▸ **SELECTED TEXT**
+--

Combination therapy with immune checkpoint inhibitors including anti–PD-1 and –CTLA4 antibodies shows greater therapeutic efficacy than the monotherapies in several cancers (3135). In the present study, we used a comprehensive pan-cancer approach to evaluate the clinical significance of PD-1 and CTLA4 expression in a variety of cancers. Our results showed that PD-1 and CTLA4 expression varies across cancer types and that most cancers are characterized by PD-1 and CTLA4 mutations that lead to their abnormal expression, which can serve as a prognostic biomarker. Serum PD-1 and CTLA4 levels were survival predictor in LIHC patients receiving CIK therapy. Using TIMER, CIBERSORT, and ESTIMATE, we found that PD-1 and CTLA4 overexpression was associated with TIL infiltration, immune scores, and immune marker expression. Furthermore, PD-1 and CTLA4 levels were correlated with TMB, MSI, MMR, and the expression of DNMTs. We also identified KEGG and Hallmark terms that are associated with PD-1 and CTLA4 expression.

Identifying aberrantly expressed genes in tumors is important for the development of individualized treatments, which can improve therapeutic outcomes (36). Pan-cancer analyses can reveal the functional significance of PD-1 and CTLA4 in cancers (37, 38). Here we examined PD-1 and CTLA4 expression in a large and diverse set of samples from CCLE, which provides gene expression data for future experiments, and from TCGA, which provides genomic and survival data that may be useful for clinical investigations. Consistent with previous reports (39, 40), we found that PD-1 was more highly expressed in older cancer patients, indicating that checkpoint inhibitor treatment may more effective in this group. Additionally, Black patients had higher PD-1 and CTLA4 levels than Caucasian or Asian patients, suggesting better outcomes following immunotherapy.

+--

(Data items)
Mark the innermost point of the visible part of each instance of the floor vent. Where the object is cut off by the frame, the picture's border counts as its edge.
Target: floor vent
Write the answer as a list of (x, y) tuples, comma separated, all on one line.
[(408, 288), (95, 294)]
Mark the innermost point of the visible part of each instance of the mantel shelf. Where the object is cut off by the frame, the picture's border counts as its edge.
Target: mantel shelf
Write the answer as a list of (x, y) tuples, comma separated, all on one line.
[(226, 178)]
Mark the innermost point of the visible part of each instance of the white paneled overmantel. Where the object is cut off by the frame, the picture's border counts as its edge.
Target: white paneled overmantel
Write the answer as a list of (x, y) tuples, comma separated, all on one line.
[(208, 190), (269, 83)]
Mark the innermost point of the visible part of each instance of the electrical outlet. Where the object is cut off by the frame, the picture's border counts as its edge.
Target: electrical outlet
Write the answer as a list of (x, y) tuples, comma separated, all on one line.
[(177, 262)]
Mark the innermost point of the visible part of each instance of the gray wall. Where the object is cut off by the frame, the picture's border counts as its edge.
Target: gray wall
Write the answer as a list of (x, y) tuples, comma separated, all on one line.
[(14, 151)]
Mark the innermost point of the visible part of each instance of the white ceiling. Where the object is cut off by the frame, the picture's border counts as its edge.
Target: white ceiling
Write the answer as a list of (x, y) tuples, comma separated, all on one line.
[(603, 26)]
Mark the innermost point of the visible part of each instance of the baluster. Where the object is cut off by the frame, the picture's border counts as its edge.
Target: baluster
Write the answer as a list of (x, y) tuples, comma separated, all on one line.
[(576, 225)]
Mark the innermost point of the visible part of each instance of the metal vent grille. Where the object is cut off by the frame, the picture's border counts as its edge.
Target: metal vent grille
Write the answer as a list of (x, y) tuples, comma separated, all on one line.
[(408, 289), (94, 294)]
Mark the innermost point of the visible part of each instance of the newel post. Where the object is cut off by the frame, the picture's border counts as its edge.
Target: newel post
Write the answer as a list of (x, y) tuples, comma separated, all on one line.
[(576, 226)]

+--

▸ **EXERCISE INSTRUCTIONS**
1 - In the passage on PD-1 and CTLA4 expression, which three tools were used to link PD-1 and CTLA4 overexpression with TIL infiltration, immune scores, and immune marker expression?
2 - From the passage on PD-1 and CTLA4 expression, write out the words beginning with "Identifying aberrantly expressed" and ending after "outcomes following immunotherapy.".

▸ **ANSWERS TO THE EXERCISES**
1 - TIMER, CIBERSORT, and ESTIMATE.

2 -
Identifying aberrantly expressed genes in tumors is important for the development of individualized treatments, which can improve therapeutic outcomes (36). Pan-cancer analyses can reveal the functional significance of PD-1 and CTLA4 in cancers (37, 38). Here we examined PD-1 and CTLA4 expression in a large and diverse set of samples from CCLE, which provides gene expression data for future experiments, and from TCGA, which provides genomic and survival data that may be useful for clinical investigations. Consistent with previous reports (39, 40), we found that PD-1 was more highly expressed in older cancer patients, indicating that checkpoint inhibitor treatment may more effective in this group. Additionally, Black patients had higher PD-1 and CTLA4 levels than Caucasian or Asian patients, suggesting better outcomes following immunotherapy.